--- GIVEN EXERCISE ---
Give back the entire listing verbatim.

--- INPUT DATA ---
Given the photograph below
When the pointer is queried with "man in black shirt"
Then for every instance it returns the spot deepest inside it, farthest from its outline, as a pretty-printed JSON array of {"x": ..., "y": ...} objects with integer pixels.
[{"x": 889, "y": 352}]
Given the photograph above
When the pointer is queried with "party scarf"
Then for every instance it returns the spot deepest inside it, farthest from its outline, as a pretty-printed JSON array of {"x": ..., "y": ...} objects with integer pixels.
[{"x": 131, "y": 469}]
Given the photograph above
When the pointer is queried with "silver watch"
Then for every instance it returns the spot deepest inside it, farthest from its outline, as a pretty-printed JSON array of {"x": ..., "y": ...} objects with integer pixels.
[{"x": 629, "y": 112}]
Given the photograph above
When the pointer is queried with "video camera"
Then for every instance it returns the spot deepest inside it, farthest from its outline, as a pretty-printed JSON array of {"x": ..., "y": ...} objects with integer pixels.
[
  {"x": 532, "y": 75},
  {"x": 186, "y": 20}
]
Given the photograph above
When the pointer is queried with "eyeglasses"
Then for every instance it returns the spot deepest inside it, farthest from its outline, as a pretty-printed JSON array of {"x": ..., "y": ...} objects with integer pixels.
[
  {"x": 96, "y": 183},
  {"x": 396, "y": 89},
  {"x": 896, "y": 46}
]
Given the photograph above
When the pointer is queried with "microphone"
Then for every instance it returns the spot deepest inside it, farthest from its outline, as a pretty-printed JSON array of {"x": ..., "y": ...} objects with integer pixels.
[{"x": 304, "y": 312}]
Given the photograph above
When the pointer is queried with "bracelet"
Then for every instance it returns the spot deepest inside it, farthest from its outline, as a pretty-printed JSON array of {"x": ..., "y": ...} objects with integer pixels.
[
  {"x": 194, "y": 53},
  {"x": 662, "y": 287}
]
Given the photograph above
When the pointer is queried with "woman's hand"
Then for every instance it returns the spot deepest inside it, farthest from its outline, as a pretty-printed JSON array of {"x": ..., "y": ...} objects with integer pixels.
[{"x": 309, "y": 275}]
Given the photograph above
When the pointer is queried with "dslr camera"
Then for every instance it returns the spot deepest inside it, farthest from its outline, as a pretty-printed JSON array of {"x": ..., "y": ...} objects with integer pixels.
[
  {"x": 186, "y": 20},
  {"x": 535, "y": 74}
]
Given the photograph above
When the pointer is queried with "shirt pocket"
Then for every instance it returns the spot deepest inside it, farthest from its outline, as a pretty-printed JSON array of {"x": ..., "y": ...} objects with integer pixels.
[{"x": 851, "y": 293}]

--- ANSWER TO THIS TASK ---
Given the photograph below
When the pointer is queried with "man in black shirt"
Then for every instance it returns the spot deepest inside it, farthest from its outline, as a pretty-printed JSON array of {"x": ..., "y": ...} objects with integer pixels.
[{"x": 889, "y": 352}]
Given the photograph above
When the pointer is queried with "party scarf"
Then for every instance it returns the spot deepest inside it, farthest from its outline, as a pretty-printed JSON array of {"x": ..., "y": ...} objects with integer pixels.
[{"x": 131, "y": 469}]
Given the photograph above
When the pointer is queried with "silver watch"
Then for every instance it returns the spot deepest inside it, farthest from its outline, as a pretty-printed JSON array of {"x": ..., "y": ...} objects with integer pixels.
[{"x": 629, "y": 112}]
Given the photograph above
When the pointer is queried with "video camera"
Then for every instance it returns the spot deepest inside it, farthest from its outline, as a pretty-printed JSON array of {"x": ..., "y": ...} objects with integer pixels.
[
  {"x": 532, "y": 75},
  {"x": 186, "y": 20}
]
Given the photograph above
When the pointer is queried with "eyeglasses"
Then for every instance it returns the spot deepest inside it, farthest from its outline, as a pretty-printed JSON array of {"x": ..., "y": ...} objects with integer pixels.
[
  {"x": 96, "y": 183},
  {"x": 396, "y": 89},
  {"x": 896, "y": 46}
]
Given the photograph above
When the pointer is queried with "microphone"
Then for every instance it returns the spot deepest inside it, farthest from its outline, as a pretty-printed JSON array of {"x": ..., "y": ...} objects with integer pixels.
[{"x": 304, "y": 312}]
Given the photograph above
When the pointer is queried with "bracelet"
Then for every instance it returns the spot deepest inside it, farthest from its outline, as a pretty-printed JSON array of {"x": ..., "y": ...} objects with integer pixels.
[
  {"x": 194, "y": 53},
  {"x": 662, "y": 287}
]
Given the photograph above
When the pointer is queried with "woman's hand"
Then for every instance it returns the spot deepest inside it, farthest from its outline, as a pretty-printed JSON array of {"x": ..., "y": ...} objects with integer pixels.
[{"x": 309, "y": 275}]
Given the photograph above
When the pointer is queried with "dslr camera"
Then for every instance it returns the spot deepest inside it, farthest from its outline, as a pretty-printed JSON array of {"x": ..., "y": ...} objects with integer pixels.
[
  {"x": 186, "y": 20},
  {"x": 535, "y": 74}
]
Given the photograph above
When the pointer is queried with "shirt pocket"
Then for every instance it returns the spot deepest inside it, farthest from its outline, as a pretty-printed JSON array of {"x": ..., "y": ...} objects with integer pixels.
[{"x": 851, "y": 293}]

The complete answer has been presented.